_Prompt_
Extend the column below about the birthplace of Menachem Zivotofsky at Jerusalem's Shaare Zedek Medical Center, picking up after its final sentence.

_Passage shown_

Jerusalem is the capital of Israel

An Enduring Fiction About Jerusalem

What concerns me is the widespread assumption that a U.S. decision to state openly that Jerusalem’s Shaare Zedek Medical Center is located in Israel could lead to a collapse of the already-collapsing peace process or, worse, bloodshed across the Middle East.

2 Apr 23, 2014 2:19 PM EDT

By Jeffrey Goldberg, Bloomberg

In 2002, at the Shaare Zedek Medical Center in Jerusalem, an American citizen named Naomi Zivotofsky gave birth to another American citizen, Menachem Zivotofsky.

It is the strong belief of both Naomi and her husband, Menachem’s father, Ari, that the Shaare Zedek Medical Center is located in the state of Israel. It was fairly easy for the Zivotofskys to discern that Shaare Zedek is located in the state of Israel. Maps — neutral maps, not maps produced by the Perfidious Zionist Entity — clearly show it to be in the state of Israel. When you walk outside Shaare Zedek, you are quite obviously in the state of Israel. Israel’s principal Holocaust memorial is half a mile away. Its main military cemetery is close as well. Israel’s parliament sits two miles away, as does the office of its prime minister. Since the rebirth of the Jewish state, in 1948, the land under Shaare Zedek has been part of Israel.

_The data_
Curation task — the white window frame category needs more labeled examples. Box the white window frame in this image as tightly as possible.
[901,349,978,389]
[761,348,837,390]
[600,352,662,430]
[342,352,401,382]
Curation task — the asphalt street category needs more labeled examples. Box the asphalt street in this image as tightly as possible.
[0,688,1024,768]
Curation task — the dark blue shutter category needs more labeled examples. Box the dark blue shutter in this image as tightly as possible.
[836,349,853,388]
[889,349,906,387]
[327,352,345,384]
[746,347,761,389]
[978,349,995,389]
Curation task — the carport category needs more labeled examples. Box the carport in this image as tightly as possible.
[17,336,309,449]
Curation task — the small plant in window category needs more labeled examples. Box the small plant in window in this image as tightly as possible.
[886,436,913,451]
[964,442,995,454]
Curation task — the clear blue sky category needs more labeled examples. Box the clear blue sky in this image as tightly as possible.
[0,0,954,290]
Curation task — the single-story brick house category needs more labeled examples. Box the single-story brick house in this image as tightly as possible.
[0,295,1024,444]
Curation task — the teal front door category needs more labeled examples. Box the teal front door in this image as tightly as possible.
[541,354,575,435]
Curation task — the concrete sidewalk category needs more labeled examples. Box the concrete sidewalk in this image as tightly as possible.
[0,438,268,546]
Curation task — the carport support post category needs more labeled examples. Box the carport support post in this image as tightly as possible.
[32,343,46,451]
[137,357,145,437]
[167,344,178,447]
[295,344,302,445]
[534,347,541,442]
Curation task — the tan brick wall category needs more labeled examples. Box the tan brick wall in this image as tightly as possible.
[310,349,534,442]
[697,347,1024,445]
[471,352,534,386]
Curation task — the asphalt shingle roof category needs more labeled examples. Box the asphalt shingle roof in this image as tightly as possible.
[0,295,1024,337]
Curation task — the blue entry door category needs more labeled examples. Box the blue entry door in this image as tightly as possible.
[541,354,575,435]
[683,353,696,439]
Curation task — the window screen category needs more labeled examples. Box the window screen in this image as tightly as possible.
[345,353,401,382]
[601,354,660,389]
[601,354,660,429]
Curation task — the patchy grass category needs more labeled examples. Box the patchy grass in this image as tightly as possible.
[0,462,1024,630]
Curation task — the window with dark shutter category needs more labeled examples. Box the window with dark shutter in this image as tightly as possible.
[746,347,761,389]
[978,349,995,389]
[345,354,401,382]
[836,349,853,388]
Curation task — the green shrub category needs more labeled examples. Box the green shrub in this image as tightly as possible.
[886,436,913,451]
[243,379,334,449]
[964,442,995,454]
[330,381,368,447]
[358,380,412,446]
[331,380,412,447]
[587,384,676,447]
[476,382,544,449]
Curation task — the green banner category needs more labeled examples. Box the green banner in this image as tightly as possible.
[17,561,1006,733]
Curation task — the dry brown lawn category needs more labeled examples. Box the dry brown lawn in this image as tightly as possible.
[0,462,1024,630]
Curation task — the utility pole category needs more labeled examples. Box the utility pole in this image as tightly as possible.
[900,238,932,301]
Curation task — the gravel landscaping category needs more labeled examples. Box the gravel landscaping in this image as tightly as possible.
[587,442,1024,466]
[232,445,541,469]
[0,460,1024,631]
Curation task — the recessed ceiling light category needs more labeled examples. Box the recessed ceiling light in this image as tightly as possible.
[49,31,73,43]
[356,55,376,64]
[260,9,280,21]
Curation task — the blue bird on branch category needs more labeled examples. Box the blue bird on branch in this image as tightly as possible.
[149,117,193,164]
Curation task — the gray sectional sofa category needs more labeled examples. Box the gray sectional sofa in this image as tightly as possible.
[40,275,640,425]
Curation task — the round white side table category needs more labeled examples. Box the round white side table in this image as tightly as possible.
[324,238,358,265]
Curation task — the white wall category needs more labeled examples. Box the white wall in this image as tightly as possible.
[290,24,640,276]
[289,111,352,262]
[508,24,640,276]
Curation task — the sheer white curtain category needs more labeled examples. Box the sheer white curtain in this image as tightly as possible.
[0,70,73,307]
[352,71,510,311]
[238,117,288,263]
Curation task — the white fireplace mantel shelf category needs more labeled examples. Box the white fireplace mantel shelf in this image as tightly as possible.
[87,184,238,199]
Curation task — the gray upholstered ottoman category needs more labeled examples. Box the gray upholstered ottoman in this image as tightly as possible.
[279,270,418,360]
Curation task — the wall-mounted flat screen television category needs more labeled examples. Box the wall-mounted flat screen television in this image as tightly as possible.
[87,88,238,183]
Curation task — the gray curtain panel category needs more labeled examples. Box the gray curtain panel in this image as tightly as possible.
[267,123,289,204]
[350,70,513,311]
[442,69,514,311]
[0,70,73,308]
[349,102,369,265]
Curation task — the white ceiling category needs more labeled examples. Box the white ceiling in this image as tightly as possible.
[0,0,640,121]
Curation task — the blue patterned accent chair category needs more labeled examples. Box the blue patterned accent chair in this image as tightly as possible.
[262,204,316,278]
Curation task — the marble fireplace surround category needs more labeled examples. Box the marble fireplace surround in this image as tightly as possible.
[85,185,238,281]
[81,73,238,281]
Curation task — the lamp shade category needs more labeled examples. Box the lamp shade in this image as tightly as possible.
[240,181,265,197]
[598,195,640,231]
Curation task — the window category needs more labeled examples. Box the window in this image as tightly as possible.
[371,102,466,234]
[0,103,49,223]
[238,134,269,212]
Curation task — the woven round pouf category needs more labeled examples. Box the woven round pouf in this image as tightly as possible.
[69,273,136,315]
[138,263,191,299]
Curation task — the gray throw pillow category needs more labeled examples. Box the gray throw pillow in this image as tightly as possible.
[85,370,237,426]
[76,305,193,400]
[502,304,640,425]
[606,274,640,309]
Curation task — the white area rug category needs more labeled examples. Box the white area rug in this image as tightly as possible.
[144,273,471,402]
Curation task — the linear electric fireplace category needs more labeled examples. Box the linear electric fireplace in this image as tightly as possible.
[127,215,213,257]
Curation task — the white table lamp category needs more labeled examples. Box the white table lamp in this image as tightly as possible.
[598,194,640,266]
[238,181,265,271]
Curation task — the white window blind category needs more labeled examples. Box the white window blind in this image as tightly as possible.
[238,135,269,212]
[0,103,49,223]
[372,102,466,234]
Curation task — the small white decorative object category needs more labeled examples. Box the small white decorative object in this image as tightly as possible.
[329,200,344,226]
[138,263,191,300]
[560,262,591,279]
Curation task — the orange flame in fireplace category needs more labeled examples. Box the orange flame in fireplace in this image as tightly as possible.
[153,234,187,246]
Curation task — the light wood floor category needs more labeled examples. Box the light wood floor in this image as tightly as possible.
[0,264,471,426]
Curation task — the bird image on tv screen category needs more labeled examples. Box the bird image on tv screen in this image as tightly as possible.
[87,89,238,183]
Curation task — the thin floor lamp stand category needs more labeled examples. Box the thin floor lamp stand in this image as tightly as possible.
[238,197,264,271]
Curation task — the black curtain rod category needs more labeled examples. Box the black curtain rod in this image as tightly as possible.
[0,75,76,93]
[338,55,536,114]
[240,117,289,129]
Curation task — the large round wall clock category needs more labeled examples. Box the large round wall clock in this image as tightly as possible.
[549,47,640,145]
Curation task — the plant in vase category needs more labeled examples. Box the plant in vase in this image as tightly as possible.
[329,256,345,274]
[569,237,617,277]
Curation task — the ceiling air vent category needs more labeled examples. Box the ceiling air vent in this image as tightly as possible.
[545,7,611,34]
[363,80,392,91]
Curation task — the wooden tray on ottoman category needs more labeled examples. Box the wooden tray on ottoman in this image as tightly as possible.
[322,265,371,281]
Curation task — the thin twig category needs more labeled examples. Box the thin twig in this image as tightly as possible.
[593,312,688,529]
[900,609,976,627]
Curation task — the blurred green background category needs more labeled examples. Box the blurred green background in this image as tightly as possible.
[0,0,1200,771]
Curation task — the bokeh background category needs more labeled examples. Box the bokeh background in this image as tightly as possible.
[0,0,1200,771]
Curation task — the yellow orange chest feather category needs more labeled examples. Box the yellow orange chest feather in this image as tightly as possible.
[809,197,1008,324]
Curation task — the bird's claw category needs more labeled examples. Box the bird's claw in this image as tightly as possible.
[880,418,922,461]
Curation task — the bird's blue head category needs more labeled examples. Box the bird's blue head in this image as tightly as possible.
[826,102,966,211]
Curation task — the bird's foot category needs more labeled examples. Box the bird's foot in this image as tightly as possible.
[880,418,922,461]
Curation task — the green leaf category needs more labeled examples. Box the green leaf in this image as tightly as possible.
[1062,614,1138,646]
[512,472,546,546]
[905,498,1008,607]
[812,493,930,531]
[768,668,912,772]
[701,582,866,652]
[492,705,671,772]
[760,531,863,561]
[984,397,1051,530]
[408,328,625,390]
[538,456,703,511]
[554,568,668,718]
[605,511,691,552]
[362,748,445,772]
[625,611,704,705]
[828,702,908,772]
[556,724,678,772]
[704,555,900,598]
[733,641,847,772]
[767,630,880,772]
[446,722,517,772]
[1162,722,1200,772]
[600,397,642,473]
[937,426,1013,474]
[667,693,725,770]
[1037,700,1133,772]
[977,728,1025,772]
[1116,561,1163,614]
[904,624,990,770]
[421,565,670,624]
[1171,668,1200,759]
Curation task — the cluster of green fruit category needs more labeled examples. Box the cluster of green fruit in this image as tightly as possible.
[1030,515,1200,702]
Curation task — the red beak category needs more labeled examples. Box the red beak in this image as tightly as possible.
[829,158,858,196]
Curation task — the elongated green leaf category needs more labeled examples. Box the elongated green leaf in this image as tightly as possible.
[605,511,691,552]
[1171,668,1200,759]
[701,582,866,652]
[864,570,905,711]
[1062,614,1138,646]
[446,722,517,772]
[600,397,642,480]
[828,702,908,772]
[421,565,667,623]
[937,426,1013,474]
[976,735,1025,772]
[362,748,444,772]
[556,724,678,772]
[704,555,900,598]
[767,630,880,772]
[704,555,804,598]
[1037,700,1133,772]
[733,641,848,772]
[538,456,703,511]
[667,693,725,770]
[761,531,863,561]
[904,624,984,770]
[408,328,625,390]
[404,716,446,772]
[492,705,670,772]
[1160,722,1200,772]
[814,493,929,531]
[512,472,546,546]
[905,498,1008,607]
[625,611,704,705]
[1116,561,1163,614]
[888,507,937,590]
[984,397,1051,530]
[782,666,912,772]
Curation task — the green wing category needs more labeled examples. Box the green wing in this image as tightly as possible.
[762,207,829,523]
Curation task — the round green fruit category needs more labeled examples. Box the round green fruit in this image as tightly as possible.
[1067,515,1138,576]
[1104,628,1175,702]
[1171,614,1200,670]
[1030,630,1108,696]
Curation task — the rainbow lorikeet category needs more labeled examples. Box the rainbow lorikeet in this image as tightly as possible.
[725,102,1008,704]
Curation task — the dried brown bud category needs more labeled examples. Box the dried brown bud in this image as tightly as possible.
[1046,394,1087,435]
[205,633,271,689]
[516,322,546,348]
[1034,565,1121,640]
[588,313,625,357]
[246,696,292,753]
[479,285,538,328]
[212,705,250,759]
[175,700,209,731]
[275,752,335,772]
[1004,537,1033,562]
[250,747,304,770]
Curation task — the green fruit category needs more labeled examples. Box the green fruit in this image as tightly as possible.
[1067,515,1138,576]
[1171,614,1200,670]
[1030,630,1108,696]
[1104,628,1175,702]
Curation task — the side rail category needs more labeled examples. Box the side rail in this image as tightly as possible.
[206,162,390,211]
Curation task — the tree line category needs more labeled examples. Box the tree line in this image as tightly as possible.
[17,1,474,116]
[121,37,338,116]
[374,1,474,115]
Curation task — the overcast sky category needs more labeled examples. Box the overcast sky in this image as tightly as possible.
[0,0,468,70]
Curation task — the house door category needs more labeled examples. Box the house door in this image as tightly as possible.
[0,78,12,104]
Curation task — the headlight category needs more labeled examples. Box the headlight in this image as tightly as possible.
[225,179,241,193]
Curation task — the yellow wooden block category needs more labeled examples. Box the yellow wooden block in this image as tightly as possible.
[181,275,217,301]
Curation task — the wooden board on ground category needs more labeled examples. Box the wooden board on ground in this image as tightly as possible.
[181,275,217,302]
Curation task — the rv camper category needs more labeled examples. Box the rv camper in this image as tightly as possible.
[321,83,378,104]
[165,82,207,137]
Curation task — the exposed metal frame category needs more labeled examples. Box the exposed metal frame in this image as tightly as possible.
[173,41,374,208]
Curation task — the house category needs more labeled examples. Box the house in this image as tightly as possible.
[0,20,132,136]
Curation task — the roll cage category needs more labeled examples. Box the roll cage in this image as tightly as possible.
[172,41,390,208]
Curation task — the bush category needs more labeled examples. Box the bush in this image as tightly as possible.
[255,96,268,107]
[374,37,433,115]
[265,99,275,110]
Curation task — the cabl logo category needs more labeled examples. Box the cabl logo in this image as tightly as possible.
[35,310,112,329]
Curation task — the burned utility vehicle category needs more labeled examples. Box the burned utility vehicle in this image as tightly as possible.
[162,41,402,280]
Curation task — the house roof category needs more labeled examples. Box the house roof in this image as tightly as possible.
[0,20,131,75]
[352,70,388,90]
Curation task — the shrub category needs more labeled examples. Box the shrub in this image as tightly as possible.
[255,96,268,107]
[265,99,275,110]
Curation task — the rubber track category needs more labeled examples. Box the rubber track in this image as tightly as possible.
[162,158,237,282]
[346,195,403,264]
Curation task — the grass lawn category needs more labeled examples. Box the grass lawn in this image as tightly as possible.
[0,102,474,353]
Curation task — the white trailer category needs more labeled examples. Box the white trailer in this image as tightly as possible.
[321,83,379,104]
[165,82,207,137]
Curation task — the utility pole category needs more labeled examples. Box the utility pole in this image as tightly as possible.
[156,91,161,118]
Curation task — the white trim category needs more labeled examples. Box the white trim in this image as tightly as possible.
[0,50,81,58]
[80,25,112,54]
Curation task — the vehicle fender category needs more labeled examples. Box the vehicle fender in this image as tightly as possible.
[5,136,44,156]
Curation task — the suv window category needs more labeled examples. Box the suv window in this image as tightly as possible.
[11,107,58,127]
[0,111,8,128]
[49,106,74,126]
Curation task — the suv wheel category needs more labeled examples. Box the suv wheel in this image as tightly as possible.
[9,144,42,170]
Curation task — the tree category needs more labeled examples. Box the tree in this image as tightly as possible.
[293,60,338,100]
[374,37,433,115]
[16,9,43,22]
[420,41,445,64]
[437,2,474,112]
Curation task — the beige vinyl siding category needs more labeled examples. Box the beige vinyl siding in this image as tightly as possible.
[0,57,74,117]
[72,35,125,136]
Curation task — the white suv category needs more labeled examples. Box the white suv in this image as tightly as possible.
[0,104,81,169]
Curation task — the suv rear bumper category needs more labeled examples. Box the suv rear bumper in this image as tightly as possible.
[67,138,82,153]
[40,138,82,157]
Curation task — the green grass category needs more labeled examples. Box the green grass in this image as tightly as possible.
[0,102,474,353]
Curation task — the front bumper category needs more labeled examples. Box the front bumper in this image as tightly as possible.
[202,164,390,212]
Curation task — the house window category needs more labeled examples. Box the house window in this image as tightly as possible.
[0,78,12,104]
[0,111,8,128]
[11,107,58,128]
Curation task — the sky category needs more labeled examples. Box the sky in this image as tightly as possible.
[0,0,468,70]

_Response box_
So when the Zivotofskys received Menachem’s U.S. passport, they were disturbed to see that his birthplace was listed as simply “Jerusalem,” not “Jerusalem, Israel.” This was not a clerical error. It is the belief of the executive branch of the U.S. government that Israel’s claim of sovereignty to any part of Jerusalem is in dispute. The long-held view is that Jerusalem’s final disposition will have to await the outcome of peace talks between Israel and the Palestinians.

The Zivotofskys disagree with this view, and so does Congress, which in 2002 enacted a law that demanded that the executive branch record the births of such Americans as Menachem Zivotofsky as taking place in “Jerusalem, Israel,” should the parents ask for this designation. But the State Department has refused to respect this demand.

The Zivotofskys sued, and, after years of litigation, the Supreme Court has decided to hear their case. The court will be ruling on whether Congress has the power to override the executive branch’s foreign-policy decisions. This is a fascinating, and possibly momentous, question, but it is not my question today.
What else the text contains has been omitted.